┌─ AVAILABLE RECORDS

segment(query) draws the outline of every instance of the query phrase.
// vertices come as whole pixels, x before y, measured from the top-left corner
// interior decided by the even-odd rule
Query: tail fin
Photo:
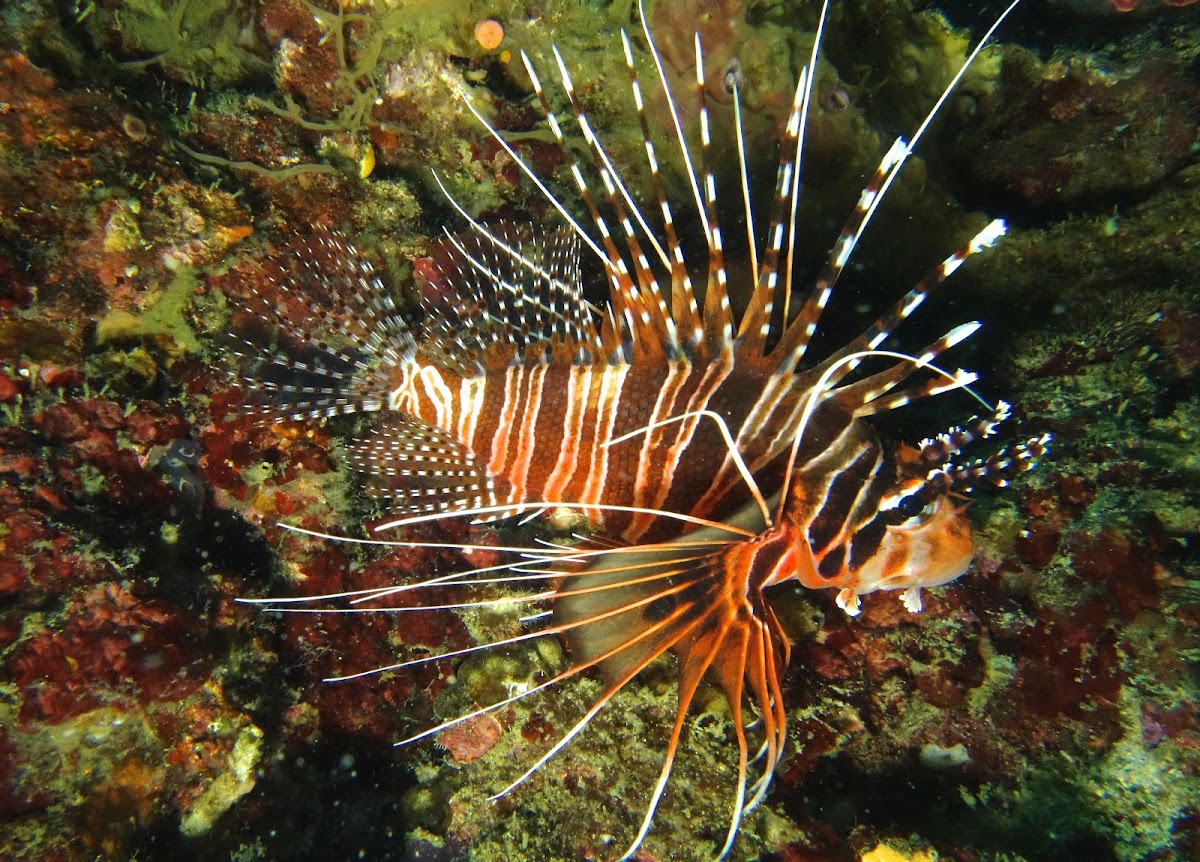
[[[231,345],[243,409],[265,422],[380,410],[416,341],[370,261],[322,229],[271,266],[235,299],[251,317]]]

└─

* **INSTRUCTIONS FOR THE TASK**
Working from the records above, reproduce exactly the lines from the one with "the top-left corner" through the last line, without the pictures.

* **ANSWER TO THIS PROBLEM**
// vertices come as whole pixels, x before y, measured from the top-left corner
// interior decided by the even-odd rule
Query: tail fin
Photo:
[[[231,345],[243,409],[265,422],[380,410],[416,341],[370,261],[322,229],[271,266],[235,299],[251,317]]]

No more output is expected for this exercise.